Tekstfragment>
• • •

Z. Paus Pius IX - 8 december 1854
Vervolgens is het aan allen bekend met welke geestdrift de leer van de Onbevlekte Ontvangenis van de H. Maagd door de aanzienlijkste religieuze orden, door de meest beroemde godgeleerde akademies en de in de goddelijke wetenschap uitmuntendste leraren is onderwezen, verdedigd en voorgestaan. Insgelijks weet een ieder hoezeer de kerkoversten er een voorwerp van zorg van gemaakt hebben om zelfs in kerkelijke vergaderingen openlijk belijdenis af te leggen, dat de allerheiligste Moeder Gods en Maagd Maria ter oorzake van de voorziene verdiensten van Christus, de Heer en Verlosser, aan de erfzonde nimmer onderworpen, maar van die oorspronkelijke smet geheel bewaard gebleven en alzo op verhevener wijze verlost geworden is.

• • •

Aangeleverde records>
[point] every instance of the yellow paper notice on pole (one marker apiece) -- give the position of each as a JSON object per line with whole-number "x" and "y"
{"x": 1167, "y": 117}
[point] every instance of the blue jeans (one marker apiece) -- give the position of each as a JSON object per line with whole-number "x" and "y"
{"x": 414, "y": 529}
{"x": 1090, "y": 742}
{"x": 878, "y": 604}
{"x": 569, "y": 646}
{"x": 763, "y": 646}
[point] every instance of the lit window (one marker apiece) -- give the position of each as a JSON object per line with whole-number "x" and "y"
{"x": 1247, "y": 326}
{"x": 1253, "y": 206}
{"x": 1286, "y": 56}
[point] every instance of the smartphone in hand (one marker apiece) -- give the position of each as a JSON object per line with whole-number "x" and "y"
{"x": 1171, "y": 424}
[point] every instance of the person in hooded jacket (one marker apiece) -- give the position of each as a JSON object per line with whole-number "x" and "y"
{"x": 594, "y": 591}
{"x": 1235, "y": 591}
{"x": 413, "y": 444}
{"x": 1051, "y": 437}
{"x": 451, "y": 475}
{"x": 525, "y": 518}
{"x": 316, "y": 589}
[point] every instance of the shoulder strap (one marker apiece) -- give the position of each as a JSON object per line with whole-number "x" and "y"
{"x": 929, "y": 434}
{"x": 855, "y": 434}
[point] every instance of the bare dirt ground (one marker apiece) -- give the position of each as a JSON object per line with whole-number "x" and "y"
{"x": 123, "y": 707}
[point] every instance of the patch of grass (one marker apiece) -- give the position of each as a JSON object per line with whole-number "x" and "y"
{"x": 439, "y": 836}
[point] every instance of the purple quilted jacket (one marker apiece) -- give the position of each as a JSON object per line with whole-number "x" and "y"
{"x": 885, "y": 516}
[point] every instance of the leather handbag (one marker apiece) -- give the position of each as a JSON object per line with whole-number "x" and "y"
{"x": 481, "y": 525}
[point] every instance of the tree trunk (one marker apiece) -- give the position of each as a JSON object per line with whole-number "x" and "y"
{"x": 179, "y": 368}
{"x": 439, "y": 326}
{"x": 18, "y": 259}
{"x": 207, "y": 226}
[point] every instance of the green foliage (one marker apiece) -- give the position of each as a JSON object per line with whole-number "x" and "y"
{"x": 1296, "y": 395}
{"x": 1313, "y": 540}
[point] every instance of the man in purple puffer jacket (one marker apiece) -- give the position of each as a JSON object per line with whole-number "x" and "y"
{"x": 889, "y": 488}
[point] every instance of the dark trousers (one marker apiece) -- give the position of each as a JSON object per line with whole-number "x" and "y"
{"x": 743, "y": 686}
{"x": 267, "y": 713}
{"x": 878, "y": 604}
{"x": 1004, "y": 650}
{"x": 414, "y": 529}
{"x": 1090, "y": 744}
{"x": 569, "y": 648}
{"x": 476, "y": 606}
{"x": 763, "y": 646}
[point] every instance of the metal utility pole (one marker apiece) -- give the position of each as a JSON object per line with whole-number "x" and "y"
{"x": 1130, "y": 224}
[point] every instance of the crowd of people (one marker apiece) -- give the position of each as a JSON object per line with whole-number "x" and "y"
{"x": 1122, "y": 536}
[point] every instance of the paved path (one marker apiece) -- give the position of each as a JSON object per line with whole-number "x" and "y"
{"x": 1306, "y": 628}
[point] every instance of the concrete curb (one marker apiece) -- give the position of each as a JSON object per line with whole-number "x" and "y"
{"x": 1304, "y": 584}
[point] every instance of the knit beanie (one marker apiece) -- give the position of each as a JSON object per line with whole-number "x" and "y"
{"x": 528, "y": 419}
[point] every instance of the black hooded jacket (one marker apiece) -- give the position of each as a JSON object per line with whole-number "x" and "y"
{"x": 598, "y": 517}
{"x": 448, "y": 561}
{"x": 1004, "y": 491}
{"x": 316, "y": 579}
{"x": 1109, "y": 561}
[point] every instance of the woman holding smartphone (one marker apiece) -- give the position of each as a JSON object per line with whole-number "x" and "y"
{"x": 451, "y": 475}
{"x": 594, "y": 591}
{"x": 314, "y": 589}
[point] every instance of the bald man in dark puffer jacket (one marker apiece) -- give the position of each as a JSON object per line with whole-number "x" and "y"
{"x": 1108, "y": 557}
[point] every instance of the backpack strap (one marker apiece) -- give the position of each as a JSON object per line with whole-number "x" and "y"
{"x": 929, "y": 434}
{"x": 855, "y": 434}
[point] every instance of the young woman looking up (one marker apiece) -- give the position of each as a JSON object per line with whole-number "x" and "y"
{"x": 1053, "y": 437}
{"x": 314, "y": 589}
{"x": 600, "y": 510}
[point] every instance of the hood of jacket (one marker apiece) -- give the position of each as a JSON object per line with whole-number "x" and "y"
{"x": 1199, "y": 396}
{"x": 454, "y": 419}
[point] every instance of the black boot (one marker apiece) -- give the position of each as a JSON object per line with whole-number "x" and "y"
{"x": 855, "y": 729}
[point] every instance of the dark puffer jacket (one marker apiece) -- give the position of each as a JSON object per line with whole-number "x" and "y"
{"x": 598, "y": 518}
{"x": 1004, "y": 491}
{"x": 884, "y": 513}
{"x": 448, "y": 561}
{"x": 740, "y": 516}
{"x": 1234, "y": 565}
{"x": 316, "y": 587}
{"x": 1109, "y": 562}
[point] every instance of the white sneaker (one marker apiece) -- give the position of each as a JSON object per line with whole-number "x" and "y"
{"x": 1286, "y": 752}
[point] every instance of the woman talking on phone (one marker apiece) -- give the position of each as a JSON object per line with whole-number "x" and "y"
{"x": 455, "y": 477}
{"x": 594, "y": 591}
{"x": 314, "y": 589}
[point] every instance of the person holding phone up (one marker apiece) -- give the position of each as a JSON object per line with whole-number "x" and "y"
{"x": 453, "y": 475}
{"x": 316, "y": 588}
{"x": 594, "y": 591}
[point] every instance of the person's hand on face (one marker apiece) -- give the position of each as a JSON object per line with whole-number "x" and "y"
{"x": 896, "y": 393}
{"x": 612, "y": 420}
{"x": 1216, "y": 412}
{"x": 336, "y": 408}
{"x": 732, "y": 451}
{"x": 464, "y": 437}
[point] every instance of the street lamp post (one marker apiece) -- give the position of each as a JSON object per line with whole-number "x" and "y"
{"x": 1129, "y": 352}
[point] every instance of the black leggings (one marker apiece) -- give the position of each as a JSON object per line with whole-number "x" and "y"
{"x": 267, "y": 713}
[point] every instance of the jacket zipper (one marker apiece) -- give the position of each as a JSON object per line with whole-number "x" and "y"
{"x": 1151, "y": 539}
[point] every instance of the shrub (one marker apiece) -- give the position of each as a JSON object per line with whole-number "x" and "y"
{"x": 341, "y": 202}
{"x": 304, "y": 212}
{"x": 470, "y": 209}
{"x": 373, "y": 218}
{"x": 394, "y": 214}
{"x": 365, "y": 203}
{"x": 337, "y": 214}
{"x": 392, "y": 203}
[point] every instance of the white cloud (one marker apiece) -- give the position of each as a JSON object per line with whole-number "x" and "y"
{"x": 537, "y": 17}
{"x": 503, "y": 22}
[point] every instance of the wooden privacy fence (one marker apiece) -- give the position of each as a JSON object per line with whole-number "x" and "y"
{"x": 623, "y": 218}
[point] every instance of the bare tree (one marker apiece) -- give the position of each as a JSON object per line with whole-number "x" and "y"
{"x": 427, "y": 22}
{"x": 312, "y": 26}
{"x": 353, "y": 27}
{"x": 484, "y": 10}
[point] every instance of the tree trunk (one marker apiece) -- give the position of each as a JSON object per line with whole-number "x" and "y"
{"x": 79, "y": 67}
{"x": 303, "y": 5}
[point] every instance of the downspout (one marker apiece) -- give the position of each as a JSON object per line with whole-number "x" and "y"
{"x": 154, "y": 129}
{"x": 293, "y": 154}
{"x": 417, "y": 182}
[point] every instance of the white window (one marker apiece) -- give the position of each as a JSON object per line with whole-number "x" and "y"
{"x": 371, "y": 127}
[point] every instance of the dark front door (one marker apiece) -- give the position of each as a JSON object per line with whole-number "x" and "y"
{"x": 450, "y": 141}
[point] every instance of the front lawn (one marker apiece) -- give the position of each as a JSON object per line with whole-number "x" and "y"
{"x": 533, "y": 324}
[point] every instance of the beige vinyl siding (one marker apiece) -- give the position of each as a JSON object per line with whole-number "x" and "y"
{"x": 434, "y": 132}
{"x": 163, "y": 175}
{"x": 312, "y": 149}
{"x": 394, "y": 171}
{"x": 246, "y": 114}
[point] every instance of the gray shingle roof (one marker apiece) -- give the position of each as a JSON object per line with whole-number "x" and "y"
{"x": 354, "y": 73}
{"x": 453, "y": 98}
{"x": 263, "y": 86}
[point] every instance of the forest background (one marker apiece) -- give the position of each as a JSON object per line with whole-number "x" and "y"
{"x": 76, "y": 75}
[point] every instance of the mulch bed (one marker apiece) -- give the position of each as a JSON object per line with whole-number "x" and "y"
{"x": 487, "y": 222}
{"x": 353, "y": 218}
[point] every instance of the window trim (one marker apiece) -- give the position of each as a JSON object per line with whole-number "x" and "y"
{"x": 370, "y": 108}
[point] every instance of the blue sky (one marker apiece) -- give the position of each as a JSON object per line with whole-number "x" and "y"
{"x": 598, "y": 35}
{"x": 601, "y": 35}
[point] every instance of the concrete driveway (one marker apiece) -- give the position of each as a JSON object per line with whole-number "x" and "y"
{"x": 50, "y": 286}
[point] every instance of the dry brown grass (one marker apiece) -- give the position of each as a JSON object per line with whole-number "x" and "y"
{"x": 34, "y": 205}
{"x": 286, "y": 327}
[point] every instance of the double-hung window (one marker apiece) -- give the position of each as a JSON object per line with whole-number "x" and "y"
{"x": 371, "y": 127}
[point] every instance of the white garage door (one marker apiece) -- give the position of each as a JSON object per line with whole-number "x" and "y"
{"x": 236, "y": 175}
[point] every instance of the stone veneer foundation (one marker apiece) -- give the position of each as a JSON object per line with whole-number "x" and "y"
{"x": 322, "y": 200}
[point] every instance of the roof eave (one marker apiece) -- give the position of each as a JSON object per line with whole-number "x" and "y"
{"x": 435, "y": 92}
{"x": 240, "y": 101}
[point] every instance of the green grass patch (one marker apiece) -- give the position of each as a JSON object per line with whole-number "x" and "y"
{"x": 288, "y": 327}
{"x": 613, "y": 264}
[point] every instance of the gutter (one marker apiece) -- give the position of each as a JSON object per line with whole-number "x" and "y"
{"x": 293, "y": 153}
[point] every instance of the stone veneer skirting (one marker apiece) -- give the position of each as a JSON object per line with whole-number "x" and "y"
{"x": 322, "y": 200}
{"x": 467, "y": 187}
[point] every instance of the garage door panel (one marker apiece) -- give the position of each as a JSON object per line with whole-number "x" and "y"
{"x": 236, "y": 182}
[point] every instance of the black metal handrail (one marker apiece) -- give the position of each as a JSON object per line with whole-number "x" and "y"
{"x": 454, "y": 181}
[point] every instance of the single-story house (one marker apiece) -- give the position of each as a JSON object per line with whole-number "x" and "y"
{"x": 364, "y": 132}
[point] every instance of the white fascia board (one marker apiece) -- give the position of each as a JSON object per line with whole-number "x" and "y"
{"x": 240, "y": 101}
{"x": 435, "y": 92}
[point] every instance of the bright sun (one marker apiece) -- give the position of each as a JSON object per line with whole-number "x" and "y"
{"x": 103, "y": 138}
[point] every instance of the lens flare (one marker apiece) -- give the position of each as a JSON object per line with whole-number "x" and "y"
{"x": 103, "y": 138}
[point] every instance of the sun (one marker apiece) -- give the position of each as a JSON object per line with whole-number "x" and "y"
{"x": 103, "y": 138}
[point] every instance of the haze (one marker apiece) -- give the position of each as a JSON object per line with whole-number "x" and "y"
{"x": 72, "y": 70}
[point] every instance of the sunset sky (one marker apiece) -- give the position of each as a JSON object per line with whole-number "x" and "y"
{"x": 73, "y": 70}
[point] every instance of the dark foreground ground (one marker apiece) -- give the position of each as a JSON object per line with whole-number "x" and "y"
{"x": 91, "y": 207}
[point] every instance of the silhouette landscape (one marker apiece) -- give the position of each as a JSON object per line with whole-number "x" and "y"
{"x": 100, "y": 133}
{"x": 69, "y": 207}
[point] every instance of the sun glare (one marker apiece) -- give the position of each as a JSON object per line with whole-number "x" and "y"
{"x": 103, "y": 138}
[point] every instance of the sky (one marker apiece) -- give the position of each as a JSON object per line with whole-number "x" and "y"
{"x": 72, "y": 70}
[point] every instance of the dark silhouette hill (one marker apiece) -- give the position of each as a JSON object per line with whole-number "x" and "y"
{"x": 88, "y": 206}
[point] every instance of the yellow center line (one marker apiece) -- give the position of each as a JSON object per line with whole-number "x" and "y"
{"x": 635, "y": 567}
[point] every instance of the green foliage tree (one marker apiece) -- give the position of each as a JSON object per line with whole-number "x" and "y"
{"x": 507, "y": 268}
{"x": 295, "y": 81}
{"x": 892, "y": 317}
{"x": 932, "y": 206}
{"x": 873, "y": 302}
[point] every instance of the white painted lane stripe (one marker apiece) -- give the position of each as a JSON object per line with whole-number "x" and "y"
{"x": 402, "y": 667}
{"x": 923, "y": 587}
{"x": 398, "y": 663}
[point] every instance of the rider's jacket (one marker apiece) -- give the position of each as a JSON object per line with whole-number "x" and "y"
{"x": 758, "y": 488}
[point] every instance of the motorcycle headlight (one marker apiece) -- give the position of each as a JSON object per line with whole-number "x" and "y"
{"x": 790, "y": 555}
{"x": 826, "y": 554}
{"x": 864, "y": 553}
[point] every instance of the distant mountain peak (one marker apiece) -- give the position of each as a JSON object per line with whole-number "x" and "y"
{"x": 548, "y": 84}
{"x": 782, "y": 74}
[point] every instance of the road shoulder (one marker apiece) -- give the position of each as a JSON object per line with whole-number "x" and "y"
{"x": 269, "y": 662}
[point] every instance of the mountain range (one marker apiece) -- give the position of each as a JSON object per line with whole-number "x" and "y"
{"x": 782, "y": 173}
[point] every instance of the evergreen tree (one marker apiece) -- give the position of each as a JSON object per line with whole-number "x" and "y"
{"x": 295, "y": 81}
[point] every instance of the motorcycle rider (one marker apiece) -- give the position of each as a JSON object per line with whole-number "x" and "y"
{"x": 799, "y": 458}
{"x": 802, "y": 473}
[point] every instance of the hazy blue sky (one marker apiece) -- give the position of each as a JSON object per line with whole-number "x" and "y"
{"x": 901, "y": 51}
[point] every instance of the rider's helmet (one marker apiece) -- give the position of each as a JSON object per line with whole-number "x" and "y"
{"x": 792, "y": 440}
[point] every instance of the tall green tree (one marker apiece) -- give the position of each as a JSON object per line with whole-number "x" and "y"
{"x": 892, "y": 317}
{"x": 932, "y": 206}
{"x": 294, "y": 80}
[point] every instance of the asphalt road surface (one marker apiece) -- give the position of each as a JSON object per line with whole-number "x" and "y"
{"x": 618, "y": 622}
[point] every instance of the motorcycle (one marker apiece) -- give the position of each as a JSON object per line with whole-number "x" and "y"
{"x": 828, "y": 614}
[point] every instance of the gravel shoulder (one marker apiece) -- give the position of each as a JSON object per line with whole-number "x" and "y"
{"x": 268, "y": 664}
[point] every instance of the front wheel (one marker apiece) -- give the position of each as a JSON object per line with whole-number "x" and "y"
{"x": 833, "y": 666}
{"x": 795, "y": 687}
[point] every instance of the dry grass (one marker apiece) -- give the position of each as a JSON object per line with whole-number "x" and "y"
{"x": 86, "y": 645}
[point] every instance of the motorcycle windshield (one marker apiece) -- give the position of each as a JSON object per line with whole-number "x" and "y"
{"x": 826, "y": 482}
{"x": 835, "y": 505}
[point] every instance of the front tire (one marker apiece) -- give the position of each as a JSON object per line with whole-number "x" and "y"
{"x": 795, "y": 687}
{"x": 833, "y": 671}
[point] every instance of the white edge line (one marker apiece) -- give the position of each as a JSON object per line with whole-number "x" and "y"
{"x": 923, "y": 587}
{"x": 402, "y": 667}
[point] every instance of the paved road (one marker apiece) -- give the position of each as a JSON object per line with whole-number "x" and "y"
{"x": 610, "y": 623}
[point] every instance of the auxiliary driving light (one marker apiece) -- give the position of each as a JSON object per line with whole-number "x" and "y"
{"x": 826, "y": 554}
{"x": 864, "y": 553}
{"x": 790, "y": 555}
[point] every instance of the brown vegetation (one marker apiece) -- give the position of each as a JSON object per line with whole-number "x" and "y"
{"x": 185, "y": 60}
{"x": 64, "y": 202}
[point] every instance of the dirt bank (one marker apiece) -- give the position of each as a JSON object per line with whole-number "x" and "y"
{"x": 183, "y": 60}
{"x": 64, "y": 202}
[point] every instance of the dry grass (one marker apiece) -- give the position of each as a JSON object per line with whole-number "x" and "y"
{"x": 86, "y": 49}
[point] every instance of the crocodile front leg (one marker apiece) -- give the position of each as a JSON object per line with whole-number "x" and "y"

• • •

Citeer het volledige tekstfragment over de Onbevlekte Ontvangenis woord voor woord. De records zijn afkomstig uit een andere bron.

Geschreven antwoord>
Z. Paus Pius IX - 8 december 1854
Vervolgens is het aan allen bekend met welke geestdrift de leer van de Onbevlekte Ontvangenis van de H. Maagd door de aanzienlijkste religieuze orden, door de meest beroemde godgeleerde akademies en de in de goddelijke wetenschap uitmuntendste leraren is onderwezen, verdedigd en voorgestaan. Insgelijks weet een ieder hoezeer de kerkoversten er een voorwerp van zorg van gemaakt hebben om zelfs in kerkelijke vergaderingen openlijk belijdenis af te leggen, dat de allerheiligste Moeder Gods en Maagd Maria ter oorzake van de voorziene verdiensten van Christus, de Heer en Verlosser, aan de erfzonde nimmer onderworpen, maar van die oorspronkelijke smet geheel bewaard gebleven en alzo op verhevener wijze verlost geworden is.